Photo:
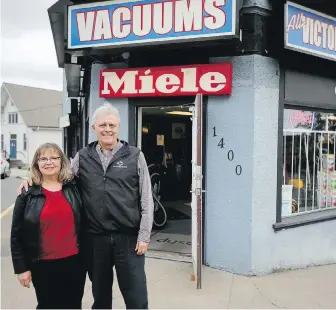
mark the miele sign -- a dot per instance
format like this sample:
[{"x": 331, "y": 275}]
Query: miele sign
[{"x": 213, "y": 79}]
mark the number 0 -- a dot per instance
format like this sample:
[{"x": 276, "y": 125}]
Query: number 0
[
  {"x": 239, "y": 170},
  {"x": 230, "y": 155}
]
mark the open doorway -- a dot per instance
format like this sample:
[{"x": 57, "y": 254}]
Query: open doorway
[{"x": 165, "y": 138}]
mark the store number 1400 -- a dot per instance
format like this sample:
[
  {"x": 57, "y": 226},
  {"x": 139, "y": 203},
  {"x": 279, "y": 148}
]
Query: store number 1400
[{"x": 230, "y": 154}]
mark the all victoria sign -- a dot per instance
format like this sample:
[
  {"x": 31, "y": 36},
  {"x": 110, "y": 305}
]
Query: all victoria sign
[
  {"x": 209, "y": 79},
  {"x": 143, "y": 22}
]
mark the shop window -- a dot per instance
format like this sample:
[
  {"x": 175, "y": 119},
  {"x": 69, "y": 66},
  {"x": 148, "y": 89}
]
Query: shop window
[{"x": 309, "y": 176}]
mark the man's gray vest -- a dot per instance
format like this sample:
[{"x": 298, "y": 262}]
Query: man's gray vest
[{"x": 111, "y": 199}]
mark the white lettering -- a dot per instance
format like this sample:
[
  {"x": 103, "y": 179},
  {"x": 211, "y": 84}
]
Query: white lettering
[
  {"x": 163, "y": 21},
  {"x": 188, "y": 16},
  {"x": 102, "y": 26},
  {"x": 189, "y": 80},
  {"x": 317, "y": 31},
  {"x": 210, "y": 79},
  {"x": 311, "y": 31},
  {"x": 142, "y": 19},
  {"x": 331, "y": 38},
  {"x": 127, "y": 80},
  {"x": 213, "y": 81},
  {"x": 121, "y": 31},
  {"x": 324, "y": 34},
  {"x": 305, "y": 37},
  {"x": 147, "y": 83},
  {"x": 166, "y": 80},
  {"x": 217, "y": 18},
  {"x": 85, "y": 25}
]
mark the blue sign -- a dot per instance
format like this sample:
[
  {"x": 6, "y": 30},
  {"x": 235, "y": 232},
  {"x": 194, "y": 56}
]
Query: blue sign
[
  {"x": 309, "y": 31},
  {"x": 143, "y": 22}
]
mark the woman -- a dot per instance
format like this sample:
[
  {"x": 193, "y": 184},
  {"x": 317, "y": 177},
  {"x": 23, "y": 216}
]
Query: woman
[{"x": 46, "y": 233}]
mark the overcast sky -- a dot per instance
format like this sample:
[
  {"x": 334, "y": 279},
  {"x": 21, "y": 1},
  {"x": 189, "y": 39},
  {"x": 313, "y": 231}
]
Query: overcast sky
[{"x": 28, "y": 55}]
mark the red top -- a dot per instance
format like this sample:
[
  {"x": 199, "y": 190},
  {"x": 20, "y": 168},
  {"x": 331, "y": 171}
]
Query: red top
[{"x": 57, "y": 227}]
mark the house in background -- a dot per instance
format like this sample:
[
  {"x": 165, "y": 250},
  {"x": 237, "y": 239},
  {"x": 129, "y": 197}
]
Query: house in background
[{"x": 29, "y": 117}]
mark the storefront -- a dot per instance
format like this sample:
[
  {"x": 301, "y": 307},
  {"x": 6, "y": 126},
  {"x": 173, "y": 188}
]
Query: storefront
[{"x": 213, "y": 100}]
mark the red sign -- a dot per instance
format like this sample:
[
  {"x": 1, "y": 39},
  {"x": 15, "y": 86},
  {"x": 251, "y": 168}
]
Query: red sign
[{"x": 214, "y": 79}]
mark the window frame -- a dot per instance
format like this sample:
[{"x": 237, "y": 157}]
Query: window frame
[
  {"x": 13, "y": 118},
  {"x": 304, "y": 218},
  {"x": 25, "y": 142}
]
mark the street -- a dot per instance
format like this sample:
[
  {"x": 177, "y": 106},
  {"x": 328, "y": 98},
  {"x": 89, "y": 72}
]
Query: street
[{"x": 8, "y": 191}]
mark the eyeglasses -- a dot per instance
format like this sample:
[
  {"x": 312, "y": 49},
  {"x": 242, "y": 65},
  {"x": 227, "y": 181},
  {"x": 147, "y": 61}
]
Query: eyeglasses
[{"x": 44, "y": 160}]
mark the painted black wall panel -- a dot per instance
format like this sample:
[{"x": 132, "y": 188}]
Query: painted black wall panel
[{"x": 307, "y": 88}]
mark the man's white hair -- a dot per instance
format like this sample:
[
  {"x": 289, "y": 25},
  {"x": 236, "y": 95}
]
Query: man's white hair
[{"x": 105, "y": 109}]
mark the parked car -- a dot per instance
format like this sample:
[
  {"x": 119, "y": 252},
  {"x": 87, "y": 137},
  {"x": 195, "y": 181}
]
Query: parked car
[{"x": 5, "y": 168}]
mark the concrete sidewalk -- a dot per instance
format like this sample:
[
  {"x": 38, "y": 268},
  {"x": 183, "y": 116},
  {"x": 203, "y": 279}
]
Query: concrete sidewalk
[{"x": 170, "y": 287}]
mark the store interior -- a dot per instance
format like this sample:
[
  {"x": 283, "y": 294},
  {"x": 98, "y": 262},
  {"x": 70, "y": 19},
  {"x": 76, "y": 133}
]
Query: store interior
[{"x": 166, "y": 141}]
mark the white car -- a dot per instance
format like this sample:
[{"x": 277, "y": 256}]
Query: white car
[{"x": 5, "y": 169}]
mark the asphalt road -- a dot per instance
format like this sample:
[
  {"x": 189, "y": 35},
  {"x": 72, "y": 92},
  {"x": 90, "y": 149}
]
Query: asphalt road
[{"x": 8, "y": 191}]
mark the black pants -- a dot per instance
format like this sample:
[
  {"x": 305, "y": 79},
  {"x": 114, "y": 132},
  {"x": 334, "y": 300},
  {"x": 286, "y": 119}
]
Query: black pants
[
  {"x": 116, "y": 250},
  {"x": 59, "y": 283}
]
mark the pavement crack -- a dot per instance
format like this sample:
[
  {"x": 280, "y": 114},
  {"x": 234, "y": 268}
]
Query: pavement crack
[
  {"x": 231, "y": 287},
  {"x": 265, "y": 297}
]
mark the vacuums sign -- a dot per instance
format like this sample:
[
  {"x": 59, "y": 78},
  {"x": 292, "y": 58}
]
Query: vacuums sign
[
  {"x": 141, "y": 22},
  {"x": 213, "y": 79},
  {"x": 309, "y": 31}
]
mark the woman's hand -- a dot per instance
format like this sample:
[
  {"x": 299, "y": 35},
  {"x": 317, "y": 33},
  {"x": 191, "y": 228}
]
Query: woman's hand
[{"x": 25, "y": 279}]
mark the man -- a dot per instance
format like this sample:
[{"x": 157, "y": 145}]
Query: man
[{"x": 116, "y": 190}]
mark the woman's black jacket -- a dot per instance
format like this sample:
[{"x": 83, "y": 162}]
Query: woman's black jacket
[{"x": 25, "y": 232}]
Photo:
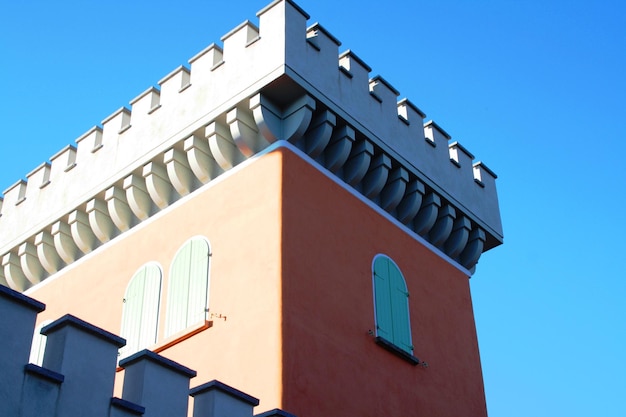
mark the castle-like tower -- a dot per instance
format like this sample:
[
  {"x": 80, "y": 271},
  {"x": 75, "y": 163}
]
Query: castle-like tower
[{"x": 274, "y": 218}]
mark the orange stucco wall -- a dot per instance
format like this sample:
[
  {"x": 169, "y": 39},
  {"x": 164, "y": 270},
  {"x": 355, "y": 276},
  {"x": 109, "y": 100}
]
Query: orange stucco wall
[
  {"x": 332, "y": 366},
  {"x": 239, "y": 214},
  {"x": 291, "y": 271}
]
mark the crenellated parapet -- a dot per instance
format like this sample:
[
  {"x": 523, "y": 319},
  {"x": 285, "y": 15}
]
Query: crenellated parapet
[
  {"x": 71, "y": 383},
  {"x": 279, "y": 84}
]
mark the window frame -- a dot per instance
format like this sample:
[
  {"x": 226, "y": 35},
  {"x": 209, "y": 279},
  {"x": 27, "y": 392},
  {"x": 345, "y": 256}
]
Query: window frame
[
  {"x": 171, "y": 329},
  {"x": 400, "y": 316}
]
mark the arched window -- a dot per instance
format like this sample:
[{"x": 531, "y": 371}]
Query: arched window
[
  {"x": 38, "y": 346},
  {"x": 141, "y": 309},
  {"x": 188, "y": 290},
  {"x": 391, "y": 303}
]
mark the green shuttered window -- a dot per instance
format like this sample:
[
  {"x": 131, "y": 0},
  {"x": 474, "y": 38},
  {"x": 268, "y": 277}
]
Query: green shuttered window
[
  {"x": 141, "y": 309},
  {"x": 187, "y": 300},
  {"x": 391, "y": 303},
  {"x": 38, "y": 345}
]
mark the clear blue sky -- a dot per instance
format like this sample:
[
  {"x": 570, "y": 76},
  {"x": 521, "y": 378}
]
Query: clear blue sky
[{"x": 536, "y": 89}]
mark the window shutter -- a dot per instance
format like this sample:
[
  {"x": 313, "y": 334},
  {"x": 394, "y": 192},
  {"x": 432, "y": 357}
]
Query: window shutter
[
  {"x": 382, "y": 295},
  {"x": 188, "y": 287},
  {"x": 178, "y": 292},
  {"x": 391, "y": 304},
  {"x": 400, "y": 310},
  {"x": 38, "y": 345},
  {"x": 141, "y": 310},
  {"x": 198, "y": 282}
]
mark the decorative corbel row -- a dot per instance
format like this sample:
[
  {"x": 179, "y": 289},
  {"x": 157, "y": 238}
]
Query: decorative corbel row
[
  {"x": 47, "y": 253},
  {"x": 13, "y": 274},
  {"x": 224, "y": 143},
  {"x": 201, "y": 161},
  {"x": 275, "y": 124},
  {"x": 29, "y": 261},
  {"x": 119, "y": 209}
]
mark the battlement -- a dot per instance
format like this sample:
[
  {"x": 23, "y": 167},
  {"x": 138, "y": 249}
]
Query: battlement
[
  {"x": 278, "y": 82},
  {"x": 72, "y": 383}
]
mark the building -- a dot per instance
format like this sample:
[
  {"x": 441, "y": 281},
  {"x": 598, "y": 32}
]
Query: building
[{"x": 275, "y": 219}]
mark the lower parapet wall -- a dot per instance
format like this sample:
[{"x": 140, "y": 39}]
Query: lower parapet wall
[{"x": 72, "y": 382}]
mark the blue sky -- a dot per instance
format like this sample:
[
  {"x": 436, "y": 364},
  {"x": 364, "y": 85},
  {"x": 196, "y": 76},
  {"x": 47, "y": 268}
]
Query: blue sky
[{"x": 535, "y": 89}]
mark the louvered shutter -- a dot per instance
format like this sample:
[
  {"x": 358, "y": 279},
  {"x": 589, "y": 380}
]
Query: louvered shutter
[
  {"x": 198, "y": 282},
  {"x": 141, "y": 310},
  {"x": 400, "y": 309},
  {"x": 178, "y": 292},
  {"x": 188, "y": 287},
  {"x": 382, "y": 299},
  {"x": 38, "y": 345}
]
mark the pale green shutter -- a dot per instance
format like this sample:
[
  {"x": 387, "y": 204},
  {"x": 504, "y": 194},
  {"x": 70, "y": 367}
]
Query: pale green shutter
[
  {"x": 382, "y": 299},
  {"x": 400, "y": 309},
  {"x": 38, "y": 345},
  {"x": 198, "y": 282},
  {"x": 178, "y": 292},
  {"x": 150, "y": 307},
  {"x": 188, "y": 287},
  {"x": 141, "y": 310}
]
###
In the records above, locate the line that contains "mark the building -- a dot per instance". Repeat it and every line after it, exactly, and nothing else.

mark the building -- a dot per instance
format like this sample:
[
  {"x": 441, "y": 281},
  {"x": 598, "y": 32}
]
Query: building
[{"x": 275, "y": 219}]
mark the lower parapet wall -- a dot per instance
format like this sample:
[{"x": 140, "y": 39}]
Query: lower parapet wall
[{"x": 72, "y": 382}]
mark the blue sky -- a dot per instance
format like this sample:
[
  {"x": 436, "y": 364},
  {"x": 364, "y": 85},
  {"x": 196, "y": 76},
  {"x": 47, "y": 268}
]
Query: blue sky
[{"x": 535, "y": 89}]
mark the louvered shutter -- a dot per instance
format like this sample:
[
  {"x": 358, "y": 279},
  {"x": 589, "y": 380}
]
Query: louvered shutter
[
  {"x": 198, "y": 282},
  {"x": 141, "y": 310},
  {"x": 400, "y": 309},
  {"x": 178, "y": 292},
  {"x": 188, "y": 287},
  {"x": 382, "y": 299},
  {"x": 38, "y": 345}
]
mark the pale green shutter -- a dot per instance
format like this sample:
[
  {"x": 387, "y": 204},
  {"x": 504, "y": 194},
  {"x": 70, "y": 367}
]
Query: pale green shutter
[
  {"x": 382, "y": 299},
  {"x": 400, "y": 309},
  {"x": 38, "y": 345},
  {"x": 198, "y": 282},
  {"x": 178, "y": 292},
  {"x": 150, "y": 307},
  {"x": 188, "y": 287},
  {"x": 141, "y": 310}
]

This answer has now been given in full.